_Entradas extraídas_
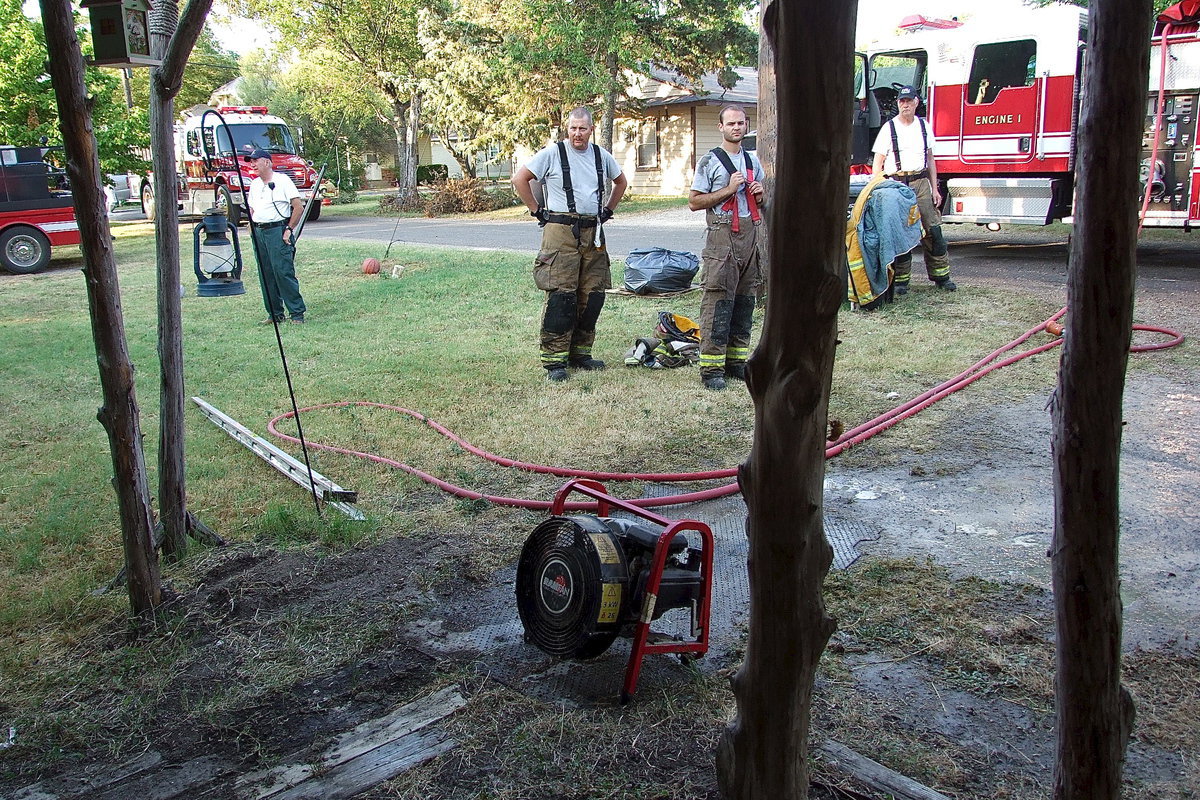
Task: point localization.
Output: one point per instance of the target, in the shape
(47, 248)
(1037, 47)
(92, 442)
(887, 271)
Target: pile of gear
(676, 343)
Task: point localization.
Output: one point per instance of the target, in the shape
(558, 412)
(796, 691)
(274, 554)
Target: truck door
(1001, 104)
(861, 132)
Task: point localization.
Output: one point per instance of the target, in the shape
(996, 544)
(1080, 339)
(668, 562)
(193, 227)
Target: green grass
(454, 338)
(369, 206)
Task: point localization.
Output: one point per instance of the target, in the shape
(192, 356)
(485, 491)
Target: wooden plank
(395, 735)
(875, 775)
(372, 768)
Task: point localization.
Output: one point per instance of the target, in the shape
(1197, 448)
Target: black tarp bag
(657, 270)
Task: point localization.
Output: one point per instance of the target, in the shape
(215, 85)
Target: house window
(1000, 66)
(648, 144)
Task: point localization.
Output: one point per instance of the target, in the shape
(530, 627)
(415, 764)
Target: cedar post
(1095, 711)
(762, 753)
(171, 40)
(119, 415)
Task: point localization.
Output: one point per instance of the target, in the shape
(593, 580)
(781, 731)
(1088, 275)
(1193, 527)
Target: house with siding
(670, 122)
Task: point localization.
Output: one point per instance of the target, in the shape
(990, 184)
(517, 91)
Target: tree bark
(406, 187)
(171, 40)
(413, 133)
(1095, 711)
(119, 415)
(768, 133)
(762, 753)
(612, 68)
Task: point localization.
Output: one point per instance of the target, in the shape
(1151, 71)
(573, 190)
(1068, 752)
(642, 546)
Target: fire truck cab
(1001, 96)
(36, 209)
(213, 166)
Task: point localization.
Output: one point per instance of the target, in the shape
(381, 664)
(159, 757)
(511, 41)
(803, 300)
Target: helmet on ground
(677, 326)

_Enunciado do exercício_
Reescreva todas as entradas acima trocando "point localization" por "point detection" e mantendo todo o resto igual. Omita as imagens na resposta.

_Resultado do exercício_
Task: point detection.
Output: one point per instance of the target, in the shape
(47, 248)
(1037, 47)
(92, 442)
(887, 271)
Target: pile of gear
(676, 343)
Task: point detection.
Output: one point per instance of the target, in the shape
(558, 412)
(796, 691)
(274, 554)
Target: truck door
(1001, 104)
(861, 132)
Task: point detection.
Output: one point per instance of the target, in the shape
(996, 544)
(1080, 339)
(668, 562)
(193, 227)
Target: green grass
(454, 338)
(369, 206)
Task: point detection.
Output: one point per instance of the target, in the shape
(192, 356)
(485, 491)
Target: wooden plank
(395, 735)
(875, 775)
(372, 768)
Task: point detection.
Output: one point per instance of the target, in the shape
(1197, 448)
Target: black tarp bag
(657, 270)
Task: point detection.
Output: one point per instance of the target, in the shape
(215, 85)
Target: house window
(1000, 66)
(648, 144)
Task: point detection.
Output: one point per instance of the target, in the shape
(530, 627)
(415, 764)
Target: cedar post
(1095, 711)
(762, 753)
(171, 40)
(119, 415)
Task: point detection.
Output: one point per instance of the target, in the shape
(593, 580)
(781, 731)
(1088, 275)
(1193, 527)
Target: house with siding
(670, 122)
Task: point detection.
Output: one point per instance of the target, in the shape
(990, 184)
(517, 91)
Target: tree bark
(406, 187)
(171, 40)
(413, 133)
(1095, 711)
(119, 415)
(768, 133)
(762, 753)
(612, 68)
Task: point detection.
Output: one point per instance of the target, in the shape
(1151, 71)
(573, 190)
(1068, 752)
(642, 546)
Target: fire truck cab
(1001, 96)
(36, 209)
(213, 166)
Task: point detection.
Output: one point per instance of the target, in the shape
(381, 664)
(159, 757)
(511, 41)
(803, 300)
Target: helmet on ground
(677, 326)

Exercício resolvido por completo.